Recast the lines below, from the first one through the one containing "top-left (11, 167), bottom-right (131, 233)", as a numbered list. Skip any blank lines and leave the pictures out.

Input rows:
..............................
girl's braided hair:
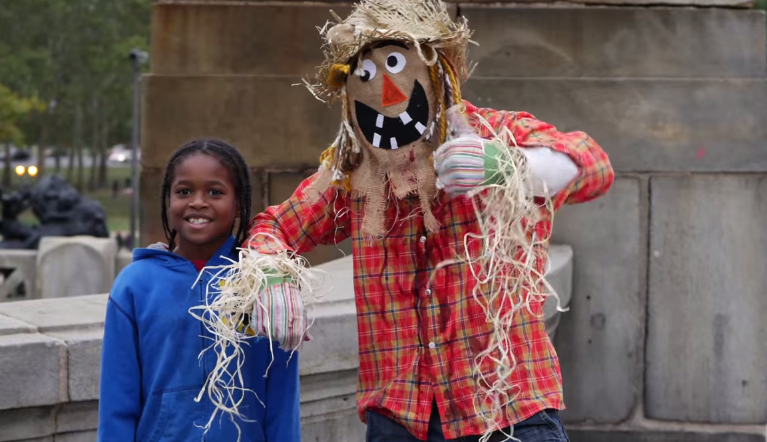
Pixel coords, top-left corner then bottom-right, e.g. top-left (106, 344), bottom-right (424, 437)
top-left (160, 139), bottom-right (251, 251)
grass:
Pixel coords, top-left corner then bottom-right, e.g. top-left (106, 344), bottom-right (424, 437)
top-left (11, 167), bottom-right (131, 233)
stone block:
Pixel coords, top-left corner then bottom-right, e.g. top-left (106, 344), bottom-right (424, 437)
top-left (461, 3), bottom-right (767, 78)
top-left (0, 407), bottom-right (56, 442)
top-left (37, 236), bottom-right (117, 298)
top-left (645, 175), bottom-right (767, 425)
top-left (567, 430), bottom-right (767, 442)
top-left (0, 295), bottom-right (108, 333)
top-left (301, 410), bottom-right (367, 442)
top-left (0, 333), bottom-right (67, 410)
top-left (54, 430), bottom-right (96, 442)
top-left (56, 401), bottom-right (99, 433)
top-left (50, 328), bottom-right (104, 402)
top-left (141, 75), bottom-right (341, 168)
top-left (152, 2), bottom-right (351, 77)
top-left (464, 79), bottom-right (767, 172)
top-left (552, 178), bottom-right (645, 423)
top-left (0, 250), bottom-right (37, 302)
top-left (0, 315), bottom-right (37, 336)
..............................
Full answer:
1. girl's braided hair:
2. Pixel coords, top-left corner then bottom-right, e.g. top-left (106, 344), bottom-right (424, 437)
3. top-left (160, 139), bottom-right (251, 251)
4. grass:
5. Pixel coords, top-left corner then bottom-right, e.g. top-left (106, 344), bottom-right (424, 437)
6. top-left (11, 167), bottom-right (131, 233)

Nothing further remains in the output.